The concept note invites members to consider the following questions at today’s meeting:

  • How can the Security Council further advance the implementation of the youth, peace and security agenda and ensure the meaningful participation of youth in conflict and post-conflict situations, including in UN peacekeeping transitions?
  • How can the Security Council and UN missions and entities, including peacekeeping and special political missions, work together to ensure that the youth, peace and security agenda is mainstreamed and that youth voices are a key pillar of all peace and security matters?
  • What concrete efforts can the Security Council take to advance the institutionalisation and implementation of the youth, peace and security agenda, including in conflict, post-conflict and transition settings?

At today’s meeting, Kanem is likely to emphasise the need to empower the world’s youth to act as effective drivers of change. She may highlight UNFPA programmes that promote young people’s leadership in humanitarian, development, and peacebuilding action. Kanem may also focus on issues related to gender equality and bodily autonomy. In this context, she might reference the high-level panel discussion titled “claiming bodily autonomy to achieve sexual and reproductive health and rights” that UNFPA hosted on 23 September. Kanem is also likely to note the importance of addressing gender-based violence and urge member states to support youth and women-led organisations in this regard.

Council members may discuss their efforts to promote the youth, peace and security agenda in their national capacity, as well as through their involvement in regional organisations and their role as troop-contributing countries to peacekeeping missions. African members of the Council may comment on the importance of implementing the agenda in their region, as Africa is the youngest continent in the world, with approximately 70 percent of its population aged under 30. Members might emphasise the importance of promoting the role of young women in peacebuilding, including through their increased participation in peacekeeping missions. They may also discuss ways to support youth involvement in peacebuilding efforts, including through capacity-building and provision of financial support for such initiatives.

● Information given:

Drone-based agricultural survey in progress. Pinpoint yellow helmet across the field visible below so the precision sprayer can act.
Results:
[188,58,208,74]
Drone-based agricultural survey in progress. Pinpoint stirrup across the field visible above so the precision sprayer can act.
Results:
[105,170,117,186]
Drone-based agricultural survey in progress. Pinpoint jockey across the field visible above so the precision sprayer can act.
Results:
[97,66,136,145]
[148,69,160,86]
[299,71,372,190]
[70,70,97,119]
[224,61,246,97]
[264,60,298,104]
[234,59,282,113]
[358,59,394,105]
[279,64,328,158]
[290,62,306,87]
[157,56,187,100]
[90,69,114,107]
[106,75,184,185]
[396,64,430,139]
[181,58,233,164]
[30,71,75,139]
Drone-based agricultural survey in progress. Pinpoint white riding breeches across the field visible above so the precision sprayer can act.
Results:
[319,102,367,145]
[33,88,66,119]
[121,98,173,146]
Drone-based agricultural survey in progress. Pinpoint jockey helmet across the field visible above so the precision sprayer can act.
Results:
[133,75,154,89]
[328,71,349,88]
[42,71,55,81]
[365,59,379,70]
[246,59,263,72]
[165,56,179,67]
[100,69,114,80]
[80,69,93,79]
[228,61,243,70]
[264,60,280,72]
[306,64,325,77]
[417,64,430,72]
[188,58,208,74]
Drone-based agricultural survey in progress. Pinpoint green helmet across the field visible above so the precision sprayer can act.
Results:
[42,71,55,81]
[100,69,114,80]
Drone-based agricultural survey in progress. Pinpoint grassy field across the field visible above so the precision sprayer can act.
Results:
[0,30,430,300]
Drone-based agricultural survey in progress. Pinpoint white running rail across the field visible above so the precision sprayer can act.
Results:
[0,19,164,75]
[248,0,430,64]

● Required actions:
a – Answer these questions from the meeting preview, one per line:
(i) On what date did UNFPA host its high-level panel discussion?
(ii) Roughly what share of Africa's population is under 30?
(iii) Which two kinds of missions do the concept note's questions name?
b – Transcribe the meeting preview between "The concept note" and "and transition settings?", inclusive.
The lines are separate material, unconnected to the meeting preview.

● Exercise responses:
a –
(i) 23 September
(ii) Approximately 70 percent
(iii) Peacekeeping and special political missions

b –
The concept note invites members to consider the following questions at today’s meeting:

  • How can the Security Council further advance the implementation of the youth, peace and security agenda and ensure the meaningful participation of youth in conflict and post-conflict situations, including in UN peacekeeping transitions?
  • How can the Security Council and UN missions and entities, including peacekeeping and special political missions, work together to ensure that the youth, peace and security agenda is mainstreamed and that youth voices are a key pillar of all peace and security matters?
  • What concrete efforts can the Security Council take to advance the institutionalisation and implementation of the youth, peace and security agenda, including in conflict, post-conflict and transition settings?